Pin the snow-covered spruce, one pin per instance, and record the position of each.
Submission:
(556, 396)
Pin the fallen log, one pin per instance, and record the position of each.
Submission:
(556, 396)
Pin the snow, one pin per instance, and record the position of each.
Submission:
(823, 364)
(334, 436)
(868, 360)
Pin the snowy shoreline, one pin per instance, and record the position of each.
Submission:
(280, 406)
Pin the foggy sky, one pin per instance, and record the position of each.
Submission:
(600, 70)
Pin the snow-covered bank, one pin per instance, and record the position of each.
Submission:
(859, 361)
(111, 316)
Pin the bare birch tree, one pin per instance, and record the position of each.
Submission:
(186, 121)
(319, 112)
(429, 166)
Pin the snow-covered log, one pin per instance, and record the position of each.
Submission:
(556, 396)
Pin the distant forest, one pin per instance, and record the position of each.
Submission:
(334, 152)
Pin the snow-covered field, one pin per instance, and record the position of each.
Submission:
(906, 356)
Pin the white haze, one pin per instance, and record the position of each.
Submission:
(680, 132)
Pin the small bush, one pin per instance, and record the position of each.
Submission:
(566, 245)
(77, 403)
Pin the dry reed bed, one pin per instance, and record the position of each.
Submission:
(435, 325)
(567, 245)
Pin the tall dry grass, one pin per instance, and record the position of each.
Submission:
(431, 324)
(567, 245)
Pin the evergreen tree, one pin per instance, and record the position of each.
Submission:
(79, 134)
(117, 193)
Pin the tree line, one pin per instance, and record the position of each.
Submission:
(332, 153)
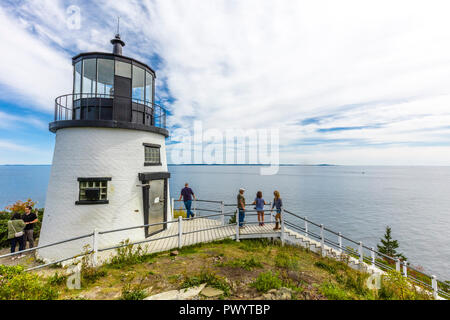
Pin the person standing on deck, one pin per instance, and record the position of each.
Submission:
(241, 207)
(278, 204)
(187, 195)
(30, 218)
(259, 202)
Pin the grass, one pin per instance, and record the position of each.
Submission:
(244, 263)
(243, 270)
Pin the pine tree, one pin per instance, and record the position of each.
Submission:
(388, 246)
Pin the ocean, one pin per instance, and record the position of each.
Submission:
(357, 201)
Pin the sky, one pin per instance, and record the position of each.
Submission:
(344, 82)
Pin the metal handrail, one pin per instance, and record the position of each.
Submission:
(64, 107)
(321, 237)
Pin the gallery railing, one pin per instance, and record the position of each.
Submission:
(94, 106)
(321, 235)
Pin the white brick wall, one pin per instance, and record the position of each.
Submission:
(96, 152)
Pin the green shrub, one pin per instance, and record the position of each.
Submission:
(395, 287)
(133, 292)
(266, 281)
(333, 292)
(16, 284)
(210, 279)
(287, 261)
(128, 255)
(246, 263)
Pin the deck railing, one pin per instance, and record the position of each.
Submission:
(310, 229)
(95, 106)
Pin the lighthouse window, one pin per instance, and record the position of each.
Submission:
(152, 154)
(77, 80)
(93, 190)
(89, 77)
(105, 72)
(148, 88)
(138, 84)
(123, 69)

........

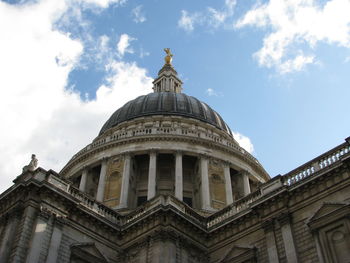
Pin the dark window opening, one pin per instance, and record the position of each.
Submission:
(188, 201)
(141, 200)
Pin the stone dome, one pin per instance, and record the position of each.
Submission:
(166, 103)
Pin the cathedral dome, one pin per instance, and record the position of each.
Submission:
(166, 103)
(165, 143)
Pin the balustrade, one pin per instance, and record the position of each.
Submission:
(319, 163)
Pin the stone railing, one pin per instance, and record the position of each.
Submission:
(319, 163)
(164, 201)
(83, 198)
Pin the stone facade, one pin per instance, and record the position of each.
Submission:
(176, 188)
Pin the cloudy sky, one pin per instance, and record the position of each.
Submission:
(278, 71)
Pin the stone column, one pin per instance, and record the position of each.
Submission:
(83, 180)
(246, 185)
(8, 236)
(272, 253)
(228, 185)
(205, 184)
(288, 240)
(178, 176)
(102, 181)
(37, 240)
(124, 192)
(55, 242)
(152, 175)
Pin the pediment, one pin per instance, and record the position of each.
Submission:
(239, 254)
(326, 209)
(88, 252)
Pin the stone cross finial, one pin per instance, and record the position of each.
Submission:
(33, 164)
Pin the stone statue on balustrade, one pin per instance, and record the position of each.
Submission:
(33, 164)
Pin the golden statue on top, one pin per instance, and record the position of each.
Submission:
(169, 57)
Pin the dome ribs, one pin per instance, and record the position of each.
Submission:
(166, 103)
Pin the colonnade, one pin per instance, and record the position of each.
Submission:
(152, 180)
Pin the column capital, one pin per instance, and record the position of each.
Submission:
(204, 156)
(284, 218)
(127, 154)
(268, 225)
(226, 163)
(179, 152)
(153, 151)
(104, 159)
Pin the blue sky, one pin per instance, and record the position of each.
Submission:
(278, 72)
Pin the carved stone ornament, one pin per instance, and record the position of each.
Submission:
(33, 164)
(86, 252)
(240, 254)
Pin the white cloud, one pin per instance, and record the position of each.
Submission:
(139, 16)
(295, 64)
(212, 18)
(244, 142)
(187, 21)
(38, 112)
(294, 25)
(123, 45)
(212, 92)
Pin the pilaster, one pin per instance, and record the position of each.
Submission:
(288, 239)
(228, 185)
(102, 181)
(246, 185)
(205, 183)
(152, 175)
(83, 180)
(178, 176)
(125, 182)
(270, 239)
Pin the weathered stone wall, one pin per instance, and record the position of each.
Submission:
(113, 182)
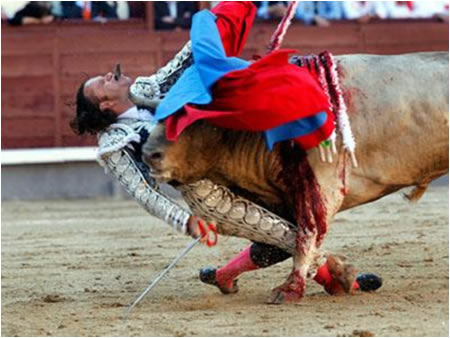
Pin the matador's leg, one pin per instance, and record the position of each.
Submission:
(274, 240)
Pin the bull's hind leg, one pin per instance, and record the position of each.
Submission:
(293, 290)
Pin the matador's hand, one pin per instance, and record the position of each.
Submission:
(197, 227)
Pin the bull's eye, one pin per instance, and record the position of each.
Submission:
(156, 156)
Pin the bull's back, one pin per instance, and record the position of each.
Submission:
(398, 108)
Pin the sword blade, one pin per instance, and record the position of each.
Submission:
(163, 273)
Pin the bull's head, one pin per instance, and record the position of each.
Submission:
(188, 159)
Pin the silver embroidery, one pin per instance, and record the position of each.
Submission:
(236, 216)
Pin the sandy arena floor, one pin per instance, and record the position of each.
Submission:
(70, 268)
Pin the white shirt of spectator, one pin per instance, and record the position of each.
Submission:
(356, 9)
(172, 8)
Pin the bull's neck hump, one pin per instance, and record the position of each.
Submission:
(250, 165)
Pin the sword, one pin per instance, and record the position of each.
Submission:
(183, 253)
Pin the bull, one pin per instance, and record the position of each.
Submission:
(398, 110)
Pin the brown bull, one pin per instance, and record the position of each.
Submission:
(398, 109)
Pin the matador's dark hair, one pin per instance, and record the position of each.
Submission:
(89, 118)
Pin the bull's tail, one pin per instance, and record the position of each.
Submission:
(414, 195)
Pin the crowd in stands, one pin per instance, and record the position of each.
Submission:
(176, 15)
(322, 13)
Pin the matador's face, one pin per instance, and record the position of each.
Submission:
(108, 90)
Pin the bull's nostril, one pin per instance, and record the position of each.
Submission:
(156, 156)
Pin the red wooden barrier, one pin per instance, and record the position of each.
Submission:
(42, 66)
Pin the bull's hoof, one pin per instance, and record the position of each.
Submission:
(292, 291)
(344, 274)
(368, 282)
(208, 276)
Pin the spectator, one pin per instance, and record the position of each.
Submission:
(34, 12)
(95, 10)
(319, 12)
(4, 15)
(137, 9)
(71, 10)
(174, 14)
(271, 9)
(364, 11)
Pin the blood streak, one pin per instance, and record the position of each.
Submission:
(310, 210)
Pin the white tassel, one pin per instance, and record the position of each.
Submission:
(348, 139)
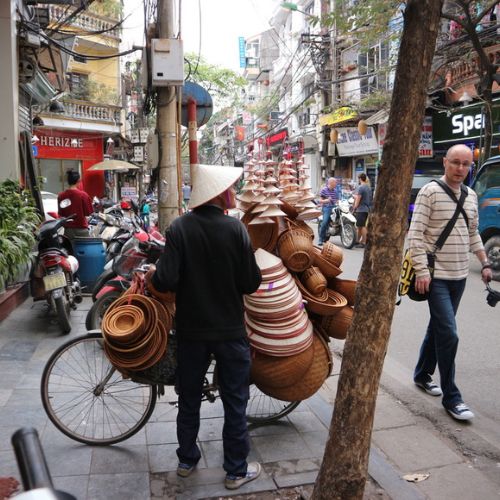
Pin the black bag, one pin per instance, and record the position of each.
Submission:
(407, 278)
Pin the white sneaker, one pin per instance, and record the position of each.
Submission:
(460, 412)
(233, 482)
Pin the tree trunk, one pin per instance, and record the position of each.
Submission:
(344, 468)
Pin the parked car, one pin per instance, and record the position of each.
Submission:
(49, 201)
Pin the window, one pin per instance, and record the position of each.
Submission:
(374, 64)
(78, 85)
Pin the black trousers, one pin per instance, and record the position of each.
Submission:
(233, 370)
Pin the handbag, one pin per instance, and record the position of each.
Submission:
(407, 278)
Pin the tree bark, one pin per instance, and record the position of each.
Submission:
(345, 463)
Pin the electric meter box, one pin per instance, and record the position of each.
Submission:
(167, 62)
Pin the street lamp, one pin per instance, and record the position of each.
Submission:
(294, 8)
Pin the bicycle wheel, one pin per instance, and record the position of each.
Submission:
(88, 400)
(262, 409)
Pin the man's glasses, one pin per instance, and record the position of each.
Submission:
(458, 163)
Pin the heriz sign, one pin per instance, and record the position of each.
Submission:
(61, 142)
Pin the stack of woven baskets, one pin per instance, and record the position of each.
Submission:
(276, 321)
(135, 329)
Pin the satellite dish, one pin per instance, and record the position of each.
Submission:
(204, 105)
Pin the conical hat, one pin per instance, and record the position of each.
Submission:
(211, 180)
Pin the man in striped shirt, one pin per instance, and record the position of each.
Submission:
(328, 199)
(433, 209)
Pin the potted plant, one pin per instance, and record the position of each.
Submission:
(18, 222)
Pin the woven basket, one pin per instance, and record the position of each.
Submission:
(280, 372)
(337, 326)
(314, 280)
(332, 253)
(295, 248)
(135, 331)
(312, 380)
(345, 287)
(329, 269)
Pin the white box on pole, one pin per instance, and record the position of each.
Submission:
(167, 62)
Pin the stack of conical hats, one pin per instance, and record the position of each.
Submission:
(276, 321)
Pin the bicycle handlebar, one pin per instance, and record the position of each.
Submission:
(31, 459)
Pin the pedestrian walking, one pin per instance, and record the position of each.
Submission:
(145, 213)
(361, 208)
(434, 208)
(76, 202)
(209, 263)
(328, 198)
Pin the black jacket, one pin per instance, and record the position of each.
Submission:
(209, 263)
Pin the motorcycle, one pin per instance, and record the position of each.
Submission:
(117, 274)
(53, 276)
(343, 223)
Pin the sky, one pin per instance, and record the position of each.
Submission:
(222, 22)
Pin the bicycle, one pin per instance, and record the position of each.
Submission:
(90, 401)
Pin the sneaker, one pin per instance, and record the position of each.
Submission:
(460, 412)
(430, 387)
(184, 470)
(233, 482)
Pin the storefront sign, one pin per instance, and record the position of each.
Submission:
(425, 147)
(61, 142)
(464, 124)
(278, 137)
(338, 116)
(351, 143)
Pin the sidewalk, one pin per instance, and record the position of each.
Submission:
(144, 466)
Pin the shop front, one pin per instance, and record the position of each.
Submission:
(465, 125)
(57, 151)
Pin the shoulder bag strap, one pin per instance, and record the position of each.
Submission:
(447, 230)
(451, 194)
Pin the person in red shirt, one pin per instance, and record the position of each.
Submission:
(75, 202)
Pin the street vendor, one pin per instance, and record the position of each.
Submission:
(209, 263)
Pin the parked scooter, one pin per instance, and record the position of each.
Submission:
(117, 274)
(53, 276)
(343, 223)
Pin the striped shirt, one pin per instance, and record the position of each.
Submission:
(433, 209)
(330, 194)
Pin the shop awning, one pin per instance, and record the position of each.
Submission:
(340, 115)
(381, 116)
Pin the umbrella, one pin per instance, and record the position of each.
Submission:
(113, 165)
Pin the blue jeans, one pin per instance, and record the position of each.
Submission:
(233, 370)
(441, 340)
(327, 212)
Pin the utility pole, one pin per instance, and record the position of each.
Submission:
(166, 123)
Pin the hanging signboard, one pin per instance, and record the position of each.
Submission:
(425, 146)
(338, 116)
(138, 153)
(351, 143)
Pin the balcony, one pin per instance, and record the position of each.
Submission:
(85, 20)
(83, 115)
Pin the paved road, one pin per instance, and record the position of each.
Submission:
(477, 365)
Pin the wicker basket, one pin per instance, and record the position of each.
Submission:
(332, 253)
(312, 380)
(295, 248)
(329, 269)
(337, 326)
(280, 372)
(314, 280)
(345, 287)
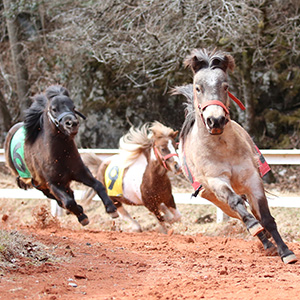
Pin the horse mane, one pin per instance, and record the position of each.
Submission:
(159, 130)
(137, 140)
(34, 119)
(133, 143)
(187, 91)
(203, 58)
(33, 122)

........

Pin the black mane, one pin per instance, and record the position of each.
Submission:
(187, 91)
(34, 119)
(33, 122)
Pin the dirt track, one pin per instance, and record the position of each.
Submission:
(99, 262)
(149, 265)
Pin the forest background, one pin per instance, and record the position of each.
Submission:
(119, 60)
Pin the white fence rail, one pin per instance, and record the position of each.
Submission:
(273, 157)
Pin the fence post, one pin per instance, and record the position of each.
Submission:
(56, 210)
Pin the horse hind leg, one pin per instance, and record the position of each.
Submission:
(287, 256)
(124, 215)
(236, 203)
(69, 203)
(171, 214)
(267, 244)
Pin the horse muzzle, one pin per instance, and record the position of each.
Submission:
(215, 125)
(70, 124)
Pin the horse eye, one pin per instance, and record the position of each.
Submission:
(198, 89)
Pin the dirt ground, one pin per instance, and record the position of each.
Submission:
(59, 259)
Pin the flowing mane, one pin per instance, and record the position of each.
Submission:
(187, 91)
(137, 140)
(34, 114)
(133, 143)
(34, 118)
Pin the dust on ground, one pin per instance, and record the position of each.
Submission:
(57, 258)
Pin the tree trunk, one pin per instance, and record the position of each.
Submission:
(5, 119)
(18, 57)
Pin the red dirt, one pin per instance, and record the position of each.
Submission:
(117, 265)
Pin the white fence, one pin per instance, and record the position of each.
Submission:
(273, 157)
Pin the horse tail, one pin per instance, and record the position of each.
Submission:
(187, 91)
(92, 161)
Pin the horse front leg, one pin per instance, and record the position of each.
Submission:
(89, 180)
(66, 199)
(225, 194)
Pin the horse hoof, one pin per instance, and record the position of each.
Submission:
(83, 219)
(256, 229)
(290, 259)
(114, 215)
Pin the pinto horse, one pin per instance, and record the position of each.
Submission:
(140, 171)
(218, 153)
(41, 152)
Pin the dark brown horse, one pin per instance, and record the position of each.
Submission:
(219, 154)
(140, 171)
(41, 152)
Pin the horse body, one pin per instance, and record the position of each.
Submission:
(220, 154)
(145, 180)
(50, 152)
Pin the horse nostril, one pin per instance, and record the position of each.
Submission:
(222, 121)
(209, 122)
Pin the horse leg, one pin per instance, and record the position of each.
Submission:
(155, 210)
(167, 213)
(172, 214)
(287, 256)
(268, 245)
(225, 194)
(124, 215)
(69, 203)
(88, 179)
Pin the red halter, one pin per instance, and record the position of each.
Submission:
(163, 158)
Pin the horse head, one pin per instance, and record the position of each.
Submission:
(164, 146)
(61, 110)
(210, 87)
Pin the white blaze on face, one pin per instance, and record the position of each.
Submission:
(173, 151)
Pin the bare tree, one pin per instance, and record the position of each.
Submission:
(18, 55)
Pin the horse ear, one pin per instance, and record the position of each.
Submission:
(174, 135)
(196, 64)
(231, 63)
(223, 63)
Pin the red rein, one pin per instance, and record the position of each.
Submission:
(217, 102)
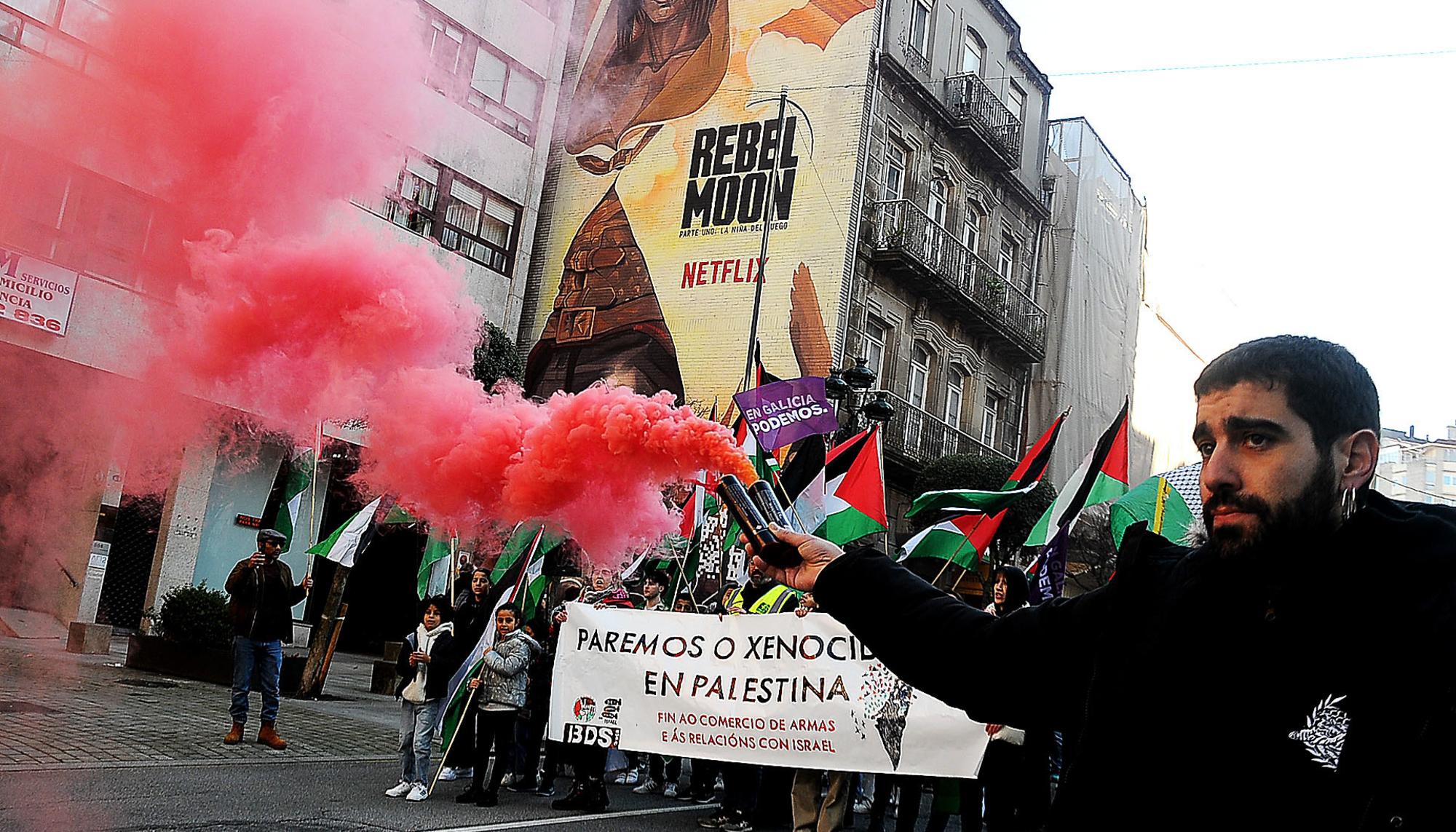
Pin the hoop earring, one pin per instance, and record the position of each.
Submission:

........

### Brief
Pick out every line of the material above that contains the word "wall", and copy each one in full.

### Answer to the task
Pin the white brick wall, one pin per instance, and record the position of each.
Pin the weathered stone wall, one pin per instance, and record the position of each.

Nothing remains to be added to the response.